#### [Your task]
Copy the rows starting at the first line and ending at the line containing "positive clicks: (463, 229)", replacing "positive clicks" with "foreground clicks" and changing nothing else.

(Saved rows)
══════════════════════════════
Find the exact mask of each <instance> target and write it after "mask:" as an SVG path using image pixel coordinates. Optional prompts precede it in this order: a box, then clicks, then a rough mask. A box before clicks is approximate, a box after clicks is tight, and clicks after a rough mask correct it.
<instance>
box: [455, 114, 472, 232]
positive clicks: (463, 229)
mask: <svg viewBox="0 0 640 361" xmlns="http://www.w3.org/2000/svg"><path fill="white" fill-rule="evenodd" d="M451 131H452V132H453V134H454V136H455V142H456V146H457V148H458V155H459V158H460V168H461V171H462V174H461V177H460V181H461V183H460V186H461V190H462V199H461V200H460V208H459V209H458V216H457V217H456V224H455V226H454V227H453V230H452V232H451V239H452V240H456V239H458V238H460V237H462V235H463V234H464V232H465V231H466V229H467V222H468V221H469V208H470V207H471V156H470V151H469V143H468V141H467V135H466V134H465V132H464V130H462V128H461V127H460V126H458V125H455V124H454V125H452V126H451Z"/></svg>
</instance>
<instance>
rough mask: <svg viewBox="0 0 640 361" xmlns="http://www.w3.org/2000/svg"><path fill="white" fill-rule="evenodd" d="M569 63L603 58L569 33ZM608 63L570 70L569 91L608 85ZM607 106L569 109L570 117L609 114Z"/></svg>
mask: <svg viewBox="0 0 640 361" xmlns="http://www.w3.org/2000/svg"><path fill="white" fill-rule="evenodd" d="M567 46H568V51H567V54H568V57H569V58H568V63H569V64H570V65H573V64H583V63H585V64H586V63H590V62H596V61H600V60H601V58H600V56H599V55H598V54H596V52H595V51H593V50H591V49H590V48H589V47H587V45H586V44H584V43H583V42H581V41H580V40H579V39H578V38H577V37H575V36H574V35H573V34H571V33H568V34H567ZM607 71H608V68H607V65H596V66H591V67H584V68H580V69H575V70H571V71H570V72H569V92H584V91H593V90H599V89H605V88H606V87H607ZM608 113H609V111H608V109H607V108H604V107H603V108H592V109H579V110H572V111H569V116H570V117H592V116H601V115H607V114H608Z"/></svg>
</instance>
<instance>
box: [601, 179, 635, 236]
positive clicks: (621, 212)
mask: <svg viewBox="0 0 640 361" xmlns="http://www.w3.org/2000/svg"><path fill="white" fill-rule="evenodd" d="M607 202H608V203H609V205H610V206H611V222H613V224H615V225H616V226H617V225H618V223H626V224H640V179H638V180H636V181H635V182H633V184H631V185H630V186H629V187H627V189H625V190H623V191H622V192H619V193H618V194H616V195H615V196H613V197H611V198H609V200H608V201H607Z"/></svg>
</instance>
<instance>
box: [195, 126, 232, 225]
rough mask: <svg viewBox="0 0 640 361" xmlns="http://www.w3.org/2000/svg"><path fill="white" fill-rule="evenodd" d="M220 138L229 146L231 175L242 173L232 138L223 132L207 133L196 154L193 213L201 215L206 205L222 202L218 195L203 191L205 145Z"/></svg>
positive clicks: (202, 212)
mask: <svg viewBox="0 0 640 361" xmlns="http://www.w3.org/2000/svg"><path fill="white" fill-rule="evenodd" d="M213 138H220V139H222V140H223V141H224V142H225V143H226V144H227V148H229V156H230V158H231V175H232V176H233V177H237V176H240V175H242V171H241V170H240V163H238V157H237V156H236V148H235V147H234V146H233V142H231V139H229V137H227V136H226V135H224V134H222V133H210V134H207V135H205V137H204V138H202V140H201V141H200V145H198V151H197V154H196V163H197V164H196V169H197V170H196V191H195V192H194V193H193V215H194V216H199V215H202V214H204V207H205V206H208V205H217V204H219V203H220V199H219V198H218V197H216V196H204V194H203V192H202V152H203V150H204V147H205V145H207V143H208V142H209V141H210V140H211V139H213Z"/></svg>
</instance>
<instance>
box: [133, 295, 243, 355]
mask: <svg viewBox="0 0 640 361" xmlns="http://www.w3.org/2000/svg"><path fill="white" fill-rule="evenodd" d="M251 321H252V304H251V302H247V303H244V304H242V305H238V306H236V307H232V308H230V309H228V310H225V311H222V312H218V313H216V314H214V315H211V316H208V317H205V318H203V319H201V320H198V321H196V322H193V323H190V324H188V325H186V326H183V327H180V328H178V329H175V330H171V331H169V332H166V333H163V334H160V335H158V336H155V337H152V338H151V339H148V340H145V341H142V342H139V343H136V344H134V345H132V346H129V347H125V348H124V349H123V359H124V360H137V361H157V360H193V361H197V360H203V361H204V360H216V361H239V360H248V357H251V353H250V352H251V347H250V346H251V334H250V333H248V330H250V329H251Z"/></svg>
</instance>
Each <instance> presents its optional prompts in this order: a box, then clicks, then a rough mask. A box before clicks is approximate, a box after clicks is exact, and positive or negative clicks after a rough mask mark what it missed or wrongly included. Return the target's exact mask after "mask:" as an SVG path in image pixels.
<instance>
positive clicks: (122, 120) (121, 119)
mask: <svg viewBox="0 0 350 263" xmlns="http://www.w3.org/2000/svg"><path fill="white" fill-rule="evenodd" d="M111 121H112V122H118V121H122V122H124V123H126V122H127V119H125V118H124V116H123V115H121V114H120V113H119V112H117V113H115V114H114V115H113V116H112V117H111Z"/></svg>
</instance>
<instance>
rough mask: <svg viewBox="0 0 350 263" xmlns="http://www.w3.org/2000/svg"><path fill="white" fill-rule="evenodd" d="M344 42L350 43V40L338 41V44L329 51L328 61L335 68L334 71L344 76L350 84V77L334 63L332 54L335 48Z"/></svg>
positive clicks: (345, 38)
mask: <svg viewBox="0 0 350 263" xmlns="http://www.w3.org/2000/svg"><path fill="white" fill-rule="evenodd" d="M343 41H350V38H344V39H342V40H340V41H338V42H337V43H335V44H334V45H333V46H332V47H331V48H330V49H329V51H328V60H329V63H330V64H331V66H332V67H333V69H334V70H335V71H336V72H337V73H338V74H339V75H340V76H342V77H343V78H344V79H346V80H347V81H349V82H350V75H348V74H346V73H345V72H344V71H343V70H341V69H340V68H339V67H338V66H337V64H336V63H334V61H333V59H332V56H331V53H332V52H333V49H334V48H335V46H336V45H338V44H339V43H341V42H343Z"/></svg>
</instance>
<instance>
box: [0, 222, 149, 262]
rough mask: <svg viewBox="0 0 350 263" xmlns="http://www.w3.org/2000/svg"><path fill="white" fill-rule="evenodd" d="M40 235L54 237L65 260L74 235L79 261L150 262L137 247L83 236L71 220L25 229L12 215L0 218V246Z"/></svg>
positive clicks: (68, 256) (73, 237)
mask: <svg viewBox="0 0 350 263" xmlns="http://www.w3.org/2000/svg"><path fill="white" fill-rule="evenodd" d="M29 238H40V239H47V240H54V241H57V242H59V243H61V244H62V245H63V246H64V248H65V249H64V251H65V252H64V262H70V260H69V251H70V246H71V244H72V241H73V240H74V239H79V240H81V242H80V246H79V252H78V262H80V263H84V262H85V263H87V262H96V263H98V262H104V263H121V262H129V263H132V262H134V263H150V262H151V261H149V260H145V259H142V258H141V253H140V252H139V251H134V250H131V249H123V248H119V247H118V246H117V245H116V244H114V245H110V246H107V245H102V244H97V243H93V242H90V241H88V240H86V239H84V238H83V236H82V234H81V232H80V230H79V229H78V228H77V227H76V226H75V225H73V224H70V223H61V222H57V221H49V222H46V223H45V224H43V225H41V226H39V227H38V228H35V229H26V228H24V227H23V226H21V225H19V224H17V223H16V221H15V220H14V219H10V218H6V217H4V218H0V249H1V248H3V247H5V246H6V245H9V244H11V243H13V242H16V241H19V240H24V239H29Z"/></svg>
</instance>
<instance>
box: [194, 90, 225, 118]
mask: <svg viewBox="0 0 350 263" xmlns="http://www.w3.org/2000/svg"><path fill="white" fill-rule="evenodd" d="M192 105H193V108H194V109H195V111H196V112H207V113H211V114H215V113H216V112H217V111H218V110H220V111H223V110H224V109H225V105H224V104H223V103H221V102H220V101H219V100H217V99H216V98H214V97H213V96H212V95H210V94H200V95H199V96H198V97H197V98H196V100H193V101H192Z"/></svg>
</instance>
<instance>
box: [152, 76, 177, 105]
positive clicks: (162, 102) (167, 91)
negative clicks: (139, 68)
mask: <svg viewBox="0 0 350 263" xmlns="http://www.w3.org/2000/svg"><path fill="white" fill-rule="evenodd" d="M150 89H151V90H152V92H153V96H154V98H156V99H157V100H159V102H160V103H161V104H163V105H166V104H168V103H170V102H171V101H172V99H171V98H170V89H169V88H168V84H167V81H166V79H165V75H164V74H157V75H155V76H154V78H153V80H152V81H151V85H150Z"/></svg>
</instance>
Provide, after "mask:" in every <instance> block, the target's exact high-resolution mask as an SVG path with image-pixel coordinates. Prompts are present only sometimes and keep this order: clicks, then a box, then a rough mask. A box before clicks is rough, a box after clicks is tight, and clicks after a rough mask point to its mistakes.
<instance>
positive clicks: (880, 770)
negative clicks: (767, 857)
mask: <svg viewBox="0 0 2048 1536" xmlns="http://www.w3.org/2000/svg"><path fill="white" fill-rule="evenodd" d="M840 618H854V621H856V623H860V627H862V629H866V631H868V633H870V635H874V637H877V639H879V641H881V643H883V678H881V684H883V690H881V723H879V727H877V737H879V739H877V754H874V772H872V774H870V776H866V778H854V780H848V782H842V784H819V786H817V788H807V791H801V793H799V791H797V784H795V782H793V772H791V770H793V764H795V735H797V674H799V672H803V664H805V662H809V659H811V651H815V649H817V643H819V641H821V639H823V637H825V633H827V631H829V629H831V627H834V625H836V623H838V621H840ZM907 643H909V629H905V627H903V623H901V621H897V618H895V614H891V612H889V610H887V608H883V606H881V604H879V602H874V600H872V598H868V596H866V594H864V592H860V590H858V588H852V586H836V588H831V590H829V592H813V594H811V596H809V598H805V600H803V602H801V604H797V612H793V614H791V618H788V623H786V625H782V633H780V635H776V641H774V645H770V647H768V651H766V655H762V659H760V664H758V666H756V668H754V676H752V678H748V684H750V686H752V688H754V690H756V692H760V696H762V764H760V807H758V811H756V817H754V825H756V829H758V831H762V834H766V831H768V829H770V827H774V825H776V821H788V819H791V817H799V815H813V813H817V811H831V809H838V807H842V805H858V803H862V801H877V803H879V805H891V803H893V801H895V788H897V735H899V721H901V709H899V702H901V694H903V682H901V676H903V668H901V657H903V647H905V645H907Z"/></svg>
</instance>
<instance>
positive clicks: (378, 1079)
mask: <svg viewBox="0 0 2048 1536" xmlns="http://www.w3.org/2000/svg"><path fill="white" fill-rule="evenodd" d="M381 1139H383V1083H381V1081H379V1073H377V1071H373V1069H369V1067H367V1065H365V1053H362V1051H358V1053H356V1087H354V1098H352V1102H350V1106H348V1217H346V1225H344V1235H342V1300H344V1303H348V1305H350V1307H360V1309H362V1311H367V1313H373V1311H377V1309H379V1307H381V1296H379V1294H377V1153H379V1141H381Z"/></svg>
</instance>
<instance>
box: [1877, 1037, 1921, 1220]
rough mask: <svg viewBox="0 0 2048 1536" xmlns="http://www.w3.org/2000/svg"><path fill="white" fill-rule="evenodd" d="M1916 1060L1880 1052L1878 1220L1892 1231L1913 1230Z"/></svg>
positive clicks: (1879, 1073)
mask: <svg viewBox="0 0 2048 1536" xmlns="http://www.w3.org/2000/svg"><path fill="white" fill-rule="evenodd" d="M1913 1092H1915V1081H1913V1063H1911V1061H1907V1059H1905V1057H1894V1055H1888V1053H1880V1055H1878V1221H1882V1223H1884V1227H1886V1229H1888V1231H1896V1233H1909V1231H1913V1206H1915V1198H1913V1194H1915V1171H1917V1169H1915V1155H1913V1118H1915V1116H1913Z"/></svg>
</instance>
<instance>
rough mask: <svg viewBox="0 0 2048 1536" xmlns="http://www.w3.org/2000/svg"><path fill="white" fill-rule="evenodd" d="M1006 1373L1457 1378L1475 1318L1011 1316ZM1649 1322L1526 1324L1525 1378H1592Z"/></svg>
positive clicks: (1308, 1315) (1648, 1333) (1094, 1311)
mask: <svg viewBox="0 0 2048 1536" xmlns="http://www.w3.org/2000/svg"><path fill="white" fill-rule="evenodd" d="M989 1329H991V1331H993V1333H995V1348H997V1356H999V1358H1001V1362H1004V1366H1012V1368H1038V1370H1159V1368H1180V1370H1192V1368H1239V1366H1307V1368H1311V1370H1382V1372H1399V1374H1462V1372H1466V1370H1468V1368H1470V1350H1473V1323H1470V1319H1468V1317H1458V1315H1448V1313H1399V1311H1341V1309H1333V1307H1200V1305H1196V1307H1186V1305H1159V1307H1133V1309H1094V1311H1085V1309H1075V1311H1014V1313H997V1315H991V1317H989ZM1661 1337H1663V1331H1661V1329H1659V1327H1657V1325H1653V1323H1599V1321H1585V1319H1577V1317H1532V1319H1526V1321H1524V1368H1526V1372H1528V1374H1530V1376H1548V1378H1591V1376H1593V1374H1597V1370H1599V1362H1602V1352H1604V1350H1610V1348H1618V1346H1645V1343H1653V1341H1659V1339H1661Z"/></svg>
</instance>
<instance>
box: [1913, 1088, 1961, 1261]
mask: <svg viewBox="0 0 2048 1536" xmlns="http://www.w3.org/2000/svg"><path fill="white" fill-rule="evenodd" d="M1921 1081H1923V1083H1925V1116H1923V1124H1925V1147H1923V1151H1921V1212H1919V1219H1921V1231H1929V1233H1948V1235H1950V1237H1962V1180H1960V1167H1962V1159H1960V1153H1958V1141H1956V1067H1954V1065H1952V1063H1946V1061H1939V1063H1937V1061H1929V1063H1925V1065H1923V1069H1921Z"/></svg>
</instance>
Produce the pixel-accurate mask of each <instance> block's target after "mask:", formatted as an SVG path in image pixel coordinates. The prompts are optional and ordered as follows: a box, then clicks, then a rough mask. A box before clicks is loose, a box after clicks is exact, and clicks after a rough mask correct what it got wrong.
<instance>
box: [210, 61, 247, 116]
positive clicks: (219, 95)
══════════════════════════════
#### [Response for this exercise]
Find the exact mask of each <instance> target and write it after "mask:" as an SVG path using image pixel coordinates. Optional prompts precede it in this order: a box, then clicks, then a rough mask. A box before clicks is approximate, a box after clicks is tight, and clicks after a rough mask correct it.
<instance>
box: [455, 114, 472, 232]
foreground clicks: (463, 229)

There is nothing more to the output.